[start of RECORDS SHOWN]

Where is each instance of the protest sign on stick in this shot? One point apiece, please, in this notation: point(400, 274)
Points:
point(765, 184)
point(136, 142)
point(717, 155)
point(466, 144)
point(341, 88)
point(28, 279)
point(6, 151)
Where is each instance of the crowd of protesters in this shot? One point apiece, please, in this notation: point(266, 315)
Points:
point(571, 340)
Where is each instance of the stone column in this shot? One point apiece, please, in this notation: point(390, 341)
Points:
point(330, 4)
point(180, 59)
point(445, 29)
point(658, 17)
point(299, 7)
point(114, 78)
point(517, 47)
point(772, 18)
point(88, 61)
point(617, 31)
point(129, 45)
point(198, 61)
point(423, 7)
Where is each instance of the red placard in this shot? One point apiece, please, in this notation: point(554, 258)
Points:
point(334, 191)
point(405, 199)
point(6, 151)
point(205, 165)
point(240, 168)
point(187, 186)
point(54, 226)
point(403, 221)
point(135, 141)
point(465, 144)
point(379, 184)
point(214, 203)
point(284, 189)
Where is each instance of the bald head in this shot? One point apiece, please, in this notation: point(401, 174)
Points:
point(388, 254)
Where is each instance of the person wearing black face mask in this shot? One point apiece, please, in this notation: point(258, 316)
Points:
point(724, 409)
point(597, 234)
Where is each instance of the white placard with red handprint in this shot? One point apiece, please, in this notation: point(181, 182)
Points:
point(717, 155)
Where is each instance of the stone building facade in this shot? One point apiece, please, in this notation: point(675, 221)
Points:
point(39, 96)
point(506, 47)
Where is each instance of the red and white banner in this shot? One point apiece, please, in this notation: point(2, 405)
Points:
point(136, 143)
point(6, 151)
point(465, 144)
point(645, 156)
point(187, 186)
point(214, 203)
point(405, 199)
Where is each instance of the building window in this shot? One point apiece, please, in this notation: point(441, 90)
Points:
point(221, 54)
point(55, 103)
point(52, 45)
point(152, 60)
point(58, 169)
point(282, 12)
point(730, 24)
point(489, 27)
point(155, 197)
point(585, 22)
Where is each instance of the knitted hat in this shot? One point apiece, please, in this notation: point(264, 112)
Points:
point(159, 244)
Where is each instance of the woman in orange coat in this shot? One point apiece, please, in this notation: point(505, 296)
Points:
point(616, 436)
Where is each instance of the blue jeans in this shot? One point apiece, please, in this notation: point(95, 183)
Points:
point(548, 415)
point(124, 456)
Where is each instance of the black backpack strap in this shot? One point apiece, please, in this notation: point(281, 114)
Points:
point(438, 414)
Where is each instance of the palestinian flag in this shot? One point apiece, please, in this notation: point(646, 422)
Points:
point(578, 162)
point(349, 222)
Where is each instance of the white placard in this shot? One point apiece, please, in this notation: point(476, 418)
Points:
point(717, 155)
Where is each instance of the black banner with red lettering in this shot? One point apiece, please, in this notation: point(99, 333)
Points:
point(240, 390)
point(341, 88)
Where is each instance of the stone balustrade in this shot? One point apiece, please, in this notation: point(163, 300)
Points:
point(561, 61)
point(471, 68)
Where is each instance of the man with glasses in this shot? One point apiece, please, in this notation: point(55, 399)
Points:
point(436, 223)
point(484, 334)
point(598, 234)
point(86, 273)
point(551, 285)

[end of RECORDS SHOWN]

Reproduce verbatim the stretch of the listing from the line containing "Where is each instance of the palestinian" through the end of the listing, both ends included.

Where is each instance of the palestinian flag in this shot? One point apiece, please, in this notation: point(646, 422)
Points:
point(578, 162)
point(349, 222)
Where is each instance of the white placard in this shot? One point apiece, please, in this notation: point(476, 418)
Points:
point(717, 155)
Where is each instance of the black banner with red lettering in this shot? One point apiece, please, in this notation: point(99, 333)
Points:
point(240, 390)
point(341, 88)
Where is each instance of the stone balustrade in this shot? One point apiece, please, in this notation: point(163, 300)
Points:
point(561, 61)
point(471, 68)
Where is each instance of the man with glasses in this shot? One point apiece, please, in this notation: point(55, 399)
Points:
point(436, 223)
point(484, 334)
point(598, 234)
point(86, 273)
point(551, 285)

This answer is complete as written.